(Data provided):
** START **

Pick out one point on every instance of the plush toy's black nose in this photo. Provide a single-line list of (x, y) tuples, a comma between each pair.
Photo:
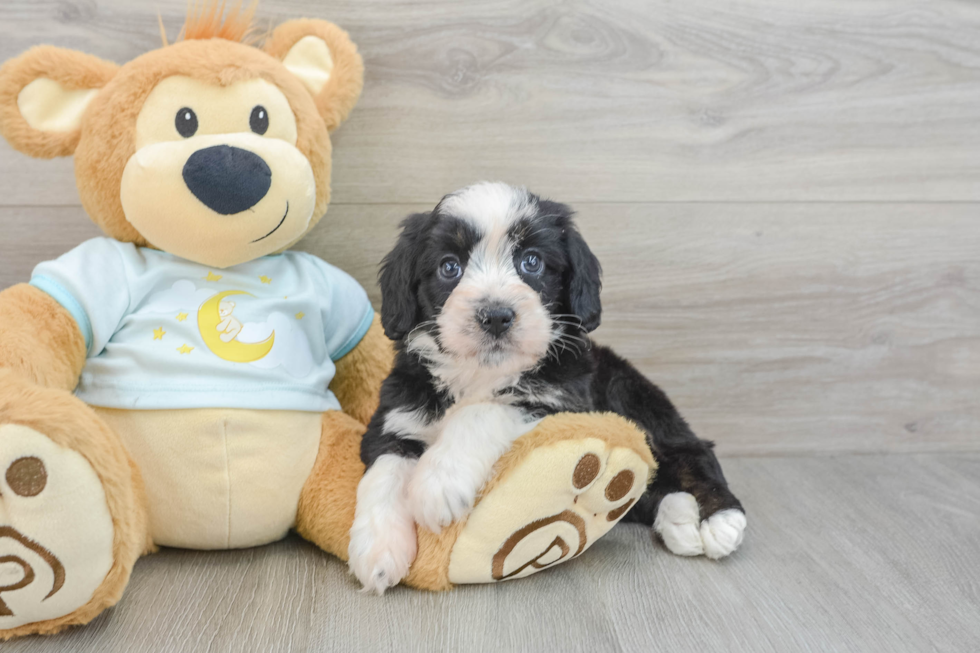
[(227, 179), (496, 321)]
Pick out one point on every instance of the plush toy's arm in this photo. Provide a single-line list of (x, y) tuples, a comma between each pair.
[(357, 383), (39, 340)]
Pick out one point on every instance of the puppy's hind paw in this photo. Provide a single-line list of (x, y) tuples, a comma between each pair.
[(677, 522), (679, 525), (722, 532)]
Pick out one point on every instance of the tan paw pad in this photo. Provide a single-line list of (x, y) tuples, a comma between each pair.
[(549, 509), (56, 534)]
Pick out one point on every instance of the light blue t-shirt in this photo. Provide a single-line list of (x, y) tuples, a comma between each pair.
[(163, 332)]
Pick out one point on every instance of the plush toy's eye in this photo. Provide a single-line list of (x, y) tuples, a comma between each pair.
[(186, 122), (259, 120), (532, 263), (449, 268)]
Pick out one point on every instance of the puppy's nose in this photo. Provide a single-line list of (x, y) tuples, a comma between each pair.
[(496, 321), (227, 179)]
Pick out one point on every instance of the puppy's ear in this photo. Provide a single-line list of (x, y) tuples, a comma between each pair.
[(325, 60), (399, 278), (43, 95), (583, 280)]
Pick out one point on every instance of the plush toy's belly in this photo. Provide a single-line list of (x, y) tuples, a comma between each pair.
[(219, 478)]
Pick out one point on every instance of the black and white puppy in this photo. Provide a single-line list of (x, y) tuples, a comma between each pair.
[(490, 298)]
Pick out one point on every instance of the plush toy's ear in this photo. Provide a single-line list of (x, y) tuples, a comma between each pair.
[(324, 58), (43, 94)]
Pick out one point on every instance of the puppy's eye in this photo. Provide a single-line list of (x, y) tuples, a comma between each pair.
[(532, 264), (259, 120), (186, 122), (449, 268)]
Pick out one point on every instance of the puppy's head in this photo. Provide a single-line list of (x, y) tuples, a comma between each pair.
[(493, 274)]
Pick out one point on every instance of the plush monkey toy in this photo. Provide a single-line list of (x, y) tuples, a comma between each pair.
[(185, 380)]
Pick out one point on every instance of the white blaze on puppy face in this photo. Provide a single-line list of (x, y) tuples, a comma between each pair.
[(491, 280)]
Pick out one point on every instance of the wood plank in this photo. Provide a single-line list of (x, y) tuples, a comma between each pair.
[(775, 327), (859, 553), (746, 100)]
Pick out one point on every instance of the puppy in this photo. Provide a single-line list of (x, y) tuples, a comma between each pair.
[(489, 298)]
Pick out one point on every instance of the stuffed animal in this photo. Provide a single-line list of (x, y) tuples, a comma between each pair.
[(186, 380)]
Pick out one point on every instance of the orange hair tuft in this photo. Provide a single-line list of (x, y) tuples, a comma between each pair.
[(209, 21)]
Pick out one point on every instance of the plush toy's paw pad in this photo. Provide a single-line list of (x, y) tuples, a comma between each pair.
[(381, 554), (679, 525), (56, 534), (441, 493), (722, 533), (548, 509)]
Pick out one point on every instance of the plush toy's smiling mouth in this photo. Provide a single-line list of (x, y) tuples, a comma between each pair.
[(276, 227)]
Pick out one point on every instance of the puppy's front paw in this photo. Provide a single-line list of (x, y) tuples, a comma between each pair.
[(441, 493), (380, 554), (680, 527)]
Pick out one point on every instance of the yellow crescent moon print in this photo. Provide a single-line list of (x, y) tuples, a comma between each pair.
[(208, 318)]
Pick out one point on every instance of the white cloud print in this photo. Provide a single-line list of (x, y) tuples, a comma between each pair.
[(290, 349)]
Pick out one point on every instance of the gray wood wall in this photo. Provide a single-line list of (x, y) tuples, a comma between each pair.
[(784, 195)]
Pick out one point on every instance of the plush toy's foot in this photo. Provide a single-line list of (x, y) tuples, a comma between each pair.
[(560, 488), (64, 554), (680, 526)]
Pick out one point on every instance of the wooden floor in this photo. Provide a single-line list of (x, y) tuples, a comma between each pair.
[(785, 197)]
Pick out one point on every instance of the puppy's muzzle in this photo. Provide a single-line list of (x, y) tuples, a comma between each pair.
[(227, 179), (495, 320)]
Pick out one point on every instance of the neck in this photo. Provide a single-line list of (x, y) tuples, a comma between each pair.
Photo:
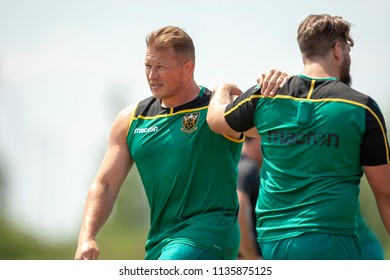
[(320, 69), (186, 94)]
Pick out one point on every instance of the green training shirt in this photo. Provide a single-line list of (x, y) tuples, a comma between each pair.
[(316, 136), (189, 174)]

** END **

(What you are asked to do): Copy every row above word for word, leaving out the pictures.

(Task output):
Pick out one point on every instance of the plush toy's black nose in this photo. Provide a single-line list of (x, y) tuples, a comma between each pair.
Photo:
[(227, 179), (496, 321)]
Pick out one point on every instance of the plush toy's arm in this photo. Provide a single-line list of (x, y) tuples, a comma between each pair.
[(357, 383), (39, 340)]
Pick out one point on every instance of the puppy's hind paw in this photo. Provide a single-line list of (x, y) tuples, a comma between each pair.
[(677, 522), (679, 525), (722, 532)]
Pick out one point on every instance of the tan paw pad in this photo. Provide a single-line list of (x, y) tuples, a comma between each pair.
[(549, 509), (56, 534)]
Pick out one point on every instance of the light blue t-shirt in this photo. Provide a single-line list of (x, y) tuples, a comma between each pair.
[(163, 332)]
Pick out one point on every instance of the plush toy's eye in this photo. Provide a single-line list of (x, y) tuples, a comma between each pair.
[(186, 122), (259, 120), (532, 263), (449, 268)]
Pick out one point on every instance of the puppy's nose in this photo. Provide a single-line list of (x, y) tuples, a comma between each pair.
[(496, 321), (227, 179)]
Pick out one point on every instance of the puppy's ear in this photo. Provide a single-line list of (x, y) tuples, a comma between each pair.
[(325, 60), (399, 278), (43, 95), (583, 280)]
Pick out one point on every instance of the plush toy's belly in this photo. Provide a single-line list of (x, y) tuples, a comma between each pair.
[(219, 478)]
Pick out one point on every instance of the black and white puppy in this photo. Provide a single-line list of (x, y) tuples, a comma between each pair.
[(490, 298)]
Pick out one point on every instance of the plush toy's ear in this photo. Provide a single-line list of (x, y) tuples, a comma between each pair.
[(324, 58), (43, 94)]
Pick out one point on every instance of the puppy's eye in this photo. Provide a single-line list of (x, y) tuples, a comma between each pair.
[(532, 264), (259, 120), (186, 122), (449, 268)]
Pick out one point on every instance of the puppy's head in this photo. Provide a single-line list of (x, y) tuples, a comma between each pair.
[(493, 274)]
Pick out one point on every instance of the plush monkey toy in this photo. Provide a single-line list of (x, y) tuples, a comma between each pair.
[(185, 380)]
Pick out one point on every instance of the white blaze on puppy face in this photo. Provide a single-line list of (x, y) tuples, a comma between each pair.
[(491, 280)]
Pick out one point on every instance of the wood plank in this photo. Provide a single-line list of (x, y) tuples, a comma between each pair.
[(775, 327), (859, 553), (746, 100)]
Pick out one point on every instance of the puppy in this photo. Provide a single-line list of (x, y) tuples, a comma between each pair.
[(489, 298)]
Pick out one point on every instance of the stuffed animal in this photo. Provide a single-line list of (x, y) tuples, a comma between each pair.
[(186, 380)]
Pick out one point on every instance of the orange hair tuft in this photo. Provide a single-line list of (x, y) tuples, a comma between each pair.
[(209, 21)]
Pick out one point on every instance of the plush toy's paw pad in this photo. Provide a single-line list of (x, y) tuples, a comma between each pair.
[(381, 554), (679, 525), (56, 534), (441, 493), (722, 533), (548, 509)]
Pick out one point on every instance of the plush toy's smiling mouth in this photo. Provide a single-line list of (x, y) tuples, a comma between each pair.
[(276, 227)]
Pick out one point on every instance of the puppy's front paw in this photo. Provide a single-line list of (x, y) tuples, a comma between each pair.
[(441, 493), (380, 554), (680, 527)]
Pick out one point on every instance of the yellow crescent moon print in this photo. Provide a single-line list of (x, y) tuples, a comma between each pair.
[(208, 318)]
Pick out one point on every instance of the white cloud print in this photo. Provide a single-line list of (x, y) tuples, a comma between each pair.
[(290, 349)]
Pick out one point on every instance of the gray wood wall in this photo. Provide a single-line list of (x, y) tuples, a comma between each pair.
[(784, 195)]
Pick out one point on every instance of the plush toy's foot in this photo. Provide a single-line list of (x, y) tuples, a comma between each pair.
[(560, 488), (64, 554), (680, 526)]
Pick out one point on every instance of the wooden floor in this photo. Provide a single-line list of (x, y) tuples, a comma between each pair.
[(785, 197)]
Pick out one point on every instance of the puppy's muzzle in this photo. Provide a single-line list of (x, y) tuples, a comma between each pair.
[(227, 179), (495, 320)]
Pick out one point on every instance of the neck in this photo. Provide a single-line list of (x, y) tuples, a comma between each pair.
Photo:
[(320, 69), (186, 94)]
Pick out one point on every instance of the green training shirt in this photo. Provide a single-line list of (x, y) tuples, a comma between each pair.
[(316, 136), (189, 174)]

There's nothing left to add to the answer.